##### EXCERPTED RECORDS

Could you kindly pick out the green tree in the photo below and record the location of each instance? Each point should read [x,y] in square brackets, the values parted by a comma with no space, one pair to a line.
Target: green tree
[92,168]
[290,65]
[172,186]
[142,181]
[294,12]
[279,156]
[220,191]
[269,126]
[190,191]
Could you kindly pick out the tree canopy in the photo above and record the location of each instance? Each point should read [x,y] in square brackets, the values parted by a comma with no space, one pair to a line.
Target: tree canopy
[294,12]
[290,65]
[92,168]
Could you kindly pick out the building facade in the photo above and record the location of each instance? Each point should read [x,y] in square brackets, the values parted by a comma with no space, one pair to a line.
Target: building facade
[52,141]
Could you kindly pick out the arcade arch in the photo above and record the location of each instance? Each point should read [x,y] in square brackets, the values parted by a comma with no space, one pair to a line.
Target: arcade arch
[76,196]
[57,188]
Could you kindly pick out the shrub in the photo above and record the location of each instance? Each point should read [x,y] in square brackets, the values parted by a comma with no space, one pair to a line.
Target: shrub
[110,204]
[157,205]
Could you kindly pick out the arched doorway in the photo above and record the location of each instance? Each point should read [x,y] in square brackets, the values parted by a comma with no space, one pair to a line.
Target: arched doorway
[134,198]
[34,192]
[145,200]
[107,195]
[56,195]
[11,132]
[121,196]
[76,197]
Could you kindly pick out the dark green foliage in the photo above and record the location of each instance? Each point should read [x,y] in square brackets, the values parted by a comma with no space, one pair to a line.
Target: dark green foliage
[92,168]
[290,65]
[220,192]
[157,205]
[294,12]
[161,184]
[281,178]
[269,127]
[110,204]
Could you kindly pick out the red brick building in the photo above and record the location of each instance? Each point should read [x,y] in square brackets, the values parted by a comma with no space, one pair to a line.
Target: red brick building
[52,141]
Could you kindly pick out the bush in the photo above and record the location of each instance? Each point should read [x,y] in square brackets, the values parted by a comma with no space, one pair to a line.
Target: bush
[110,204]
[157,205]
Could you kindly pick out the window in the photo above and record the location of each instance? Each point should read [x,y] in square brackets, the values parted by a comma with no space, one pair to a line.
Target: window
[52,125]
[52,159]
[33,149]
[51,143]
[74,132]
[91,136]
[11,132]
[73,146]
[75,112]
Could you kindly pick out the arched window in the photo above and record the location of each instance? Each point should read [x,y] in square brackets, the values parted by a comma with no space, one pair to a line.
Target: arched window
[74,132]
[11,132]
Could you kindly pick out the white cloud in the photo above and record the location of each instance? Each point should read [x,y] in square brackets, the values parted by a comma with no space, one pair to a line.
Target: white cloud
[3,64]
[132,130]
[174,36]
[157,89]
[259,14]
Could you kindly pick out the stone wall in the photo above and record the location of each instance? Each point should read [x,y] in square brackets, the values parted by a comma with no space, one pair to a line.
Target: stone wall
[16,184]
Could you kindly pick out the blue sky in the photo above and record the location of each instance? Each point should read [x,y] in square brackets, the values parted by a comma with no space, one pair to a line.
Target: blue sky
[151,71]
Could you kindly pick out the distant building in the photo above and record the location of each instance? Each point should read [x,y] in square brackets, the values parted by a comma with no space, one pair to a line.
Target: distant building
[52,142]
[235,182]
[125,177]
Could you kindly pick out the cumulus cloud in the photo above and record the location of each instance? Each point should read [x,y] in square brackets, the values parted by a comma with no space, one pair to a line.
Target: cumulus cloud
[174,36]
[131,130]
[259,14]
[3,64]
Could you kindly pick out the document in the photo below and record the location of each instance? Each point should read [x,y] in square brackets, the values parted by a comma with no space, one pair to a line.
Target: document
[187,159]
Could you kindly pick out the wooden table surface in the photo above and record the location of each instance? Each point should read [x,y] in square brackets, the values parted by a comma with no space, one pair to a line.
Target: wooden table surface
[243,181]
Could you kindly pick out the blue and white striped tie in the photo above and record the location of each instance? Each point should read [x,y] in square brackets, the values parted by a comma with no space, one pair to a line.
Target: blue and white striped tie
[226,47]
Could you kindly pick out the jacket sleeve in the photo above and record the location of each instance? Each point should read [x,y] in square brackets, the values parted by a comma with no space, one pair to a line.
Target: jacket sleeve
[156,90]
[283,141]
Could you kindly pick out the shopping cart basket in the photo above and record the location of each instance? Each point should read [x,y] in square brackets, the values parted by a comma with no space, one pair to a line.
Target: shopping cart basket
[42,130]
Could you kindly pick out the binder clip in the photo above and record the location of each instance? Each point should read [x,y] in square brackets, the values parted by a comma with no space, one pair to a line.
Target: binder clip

##########

PROMPT:
Reproduce word for word the lines of the entries from the line containing "Could you kindly pick out the shopping" through the last line of the entries, both ends included.

WRITTEN REPLY:
Could you kindly pick out the shopping cart basket in the photo above and record the location of each instance? Each point should read [x,y] in square brackets, the values parted by a comma with no space, one pair to a line.
Target: shopping cart basket
[42,130]
Could you kindly pick out the binder clip in the photo above and record the location of each instance? Each point should read [x,y] in square brackets, the values parted by a comma with no space, one pair to a line.
Target: binder clip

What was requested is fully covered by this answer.